▸ DATA FOR THE TASK:

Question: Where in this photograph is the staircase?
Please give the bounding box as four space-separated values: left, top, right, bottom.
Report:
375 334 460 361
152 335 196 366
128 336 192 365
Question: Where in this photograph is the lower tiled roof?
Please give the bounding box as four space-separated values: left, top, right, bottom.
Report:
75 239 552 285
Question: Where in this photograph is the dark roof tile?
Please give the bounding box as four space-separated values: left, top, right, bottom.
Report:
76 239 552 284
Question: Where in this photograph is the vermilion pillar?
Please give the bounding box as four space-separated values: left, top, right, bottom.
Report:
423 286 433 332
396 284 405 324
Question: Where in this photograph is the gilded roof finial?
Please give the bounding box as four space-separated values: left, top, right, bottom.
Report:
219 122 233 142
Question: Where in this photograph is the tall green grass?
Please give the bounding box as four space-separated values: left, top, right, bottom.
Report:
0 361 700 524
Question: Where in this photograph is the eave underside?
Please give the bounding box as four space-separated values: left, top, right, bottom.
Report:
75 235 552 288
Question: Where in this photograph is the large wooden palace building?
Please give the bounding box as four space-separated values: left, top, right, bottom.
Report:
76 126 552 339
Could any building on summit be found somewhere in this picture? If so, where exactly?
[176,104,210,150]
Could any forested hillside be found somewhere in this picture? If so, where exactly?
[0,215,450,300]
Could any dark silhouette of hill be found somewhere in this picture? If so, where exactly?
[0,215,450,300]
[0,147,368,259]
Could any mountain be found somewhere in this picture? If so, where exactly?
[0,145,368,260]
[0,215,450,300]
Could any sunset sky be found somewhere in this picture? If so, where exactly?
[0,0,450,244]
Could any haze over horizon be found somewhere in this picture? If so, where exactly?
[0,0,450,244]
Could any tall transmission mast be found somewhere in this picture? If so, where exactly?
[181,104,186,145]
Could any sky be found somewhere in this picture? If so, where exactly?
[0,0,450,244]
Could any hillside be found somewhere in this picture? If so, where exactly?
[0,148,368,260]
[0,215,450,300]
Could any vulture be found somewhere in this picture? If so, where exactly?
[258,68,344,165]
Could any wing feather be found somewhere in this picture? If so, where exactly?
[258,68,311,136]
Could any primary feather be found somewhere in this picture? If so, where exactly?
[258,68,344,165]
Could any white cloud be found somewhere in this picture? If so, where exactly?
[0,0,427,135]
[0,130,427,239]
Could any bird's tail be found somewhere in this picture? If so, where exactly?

▸ TASK OBJECTIVE:
Please copy out every row above word for word, with no changes to any line.

▸ REPLY:
Question: Where in this photograph is the staircase?
Please give the bounding box as four space-separated values: left, top, right, bottom.
Report:
375 334 460 361
152 335 196 366
128 336 192 365
Question: Where in this photograph is the lower tiled roof?
Please give the bounding box as four space-separated values: left, top, right, bottom.
Report:
75 239 552 285
Question: Where in this photograph is the dark roof tile?
Please give the bounding box as four space-separated values: left, top, right, bottom.
Report:
76 239 552 284
Question: Where in this photograph is the vermilion pillar?
Please give the bounding box as four space-separated values: left, top, right, bottom.
Report:
423 286 433 332
396 284 405 324
Question: Where in this photograph is the gilded roof finial?
Please give the bounding box as four space-separated values: left, top, right, bottom.
Report:
219 122 233 142
Question: Where in this photograph is the tall green grass?
Please give the bounding box as four space-separated values: left, top, right, bottom.
Report:
0 361 700 524
Question: Where in this photograph is the eave underside?
Please give the bounding box as four space-separated values: left, top, right, bottom.
Report:
75 235 552 288
Question: Where in this photograph is the large wooden palace building?
Please give the bounding box as four space-separated values: left, top, right, bottom.
Report:
76 126 552 339
Could any building on summit be found somewhere in this picture? If so, where exactly?
[176,104,210,150]
Could any forested hillside be found somewhere in this picture? If so, where exactly?
[0,215,450,300]
Could any dark silhouette of hill be found somewhere in this picture? If so, where exactly?
[0,215,450,300]
[0,147,368,259]
Could any mountain be found somewhere in this picture? If so, where exactly?
[0,145,368,260]
[0,215,450,300]
Could any sunset sky be found somewhere in this picture? If so, where exactly?
[0,0,450,244]
Could any haze over horizon be found somewhere in this picture? If so, where exactly?
[0,0,450,244]
Could any tall transmission mast be found somewhere in this picture? If so, where exactly?
[181,104,186,145]
Could any sky be found somewhere in this picture? If so, where exactly?
[0,0,450,244]
Could any hillside be found somewhere in this picture? If so, where exactly?
[0,148,368,260]
[0,215,450,300]
Could any vulture be found somewhere in this picture? If so, where exactly?
[258,68,344,165]
Could any wing feather be found somewhere in this picture? If so, where exactly?
[258,68,311,136]
Could any primary feather be found somewhere in this picture? If so, where exactly?
[258,68,344,165]
Could any white cloud be found somewhere in this picture? If so, where exactly?
[0,0,427,135]
[0,130,427,239]
Could any bird's tail be found somewhere in this picture? If so, where exactly?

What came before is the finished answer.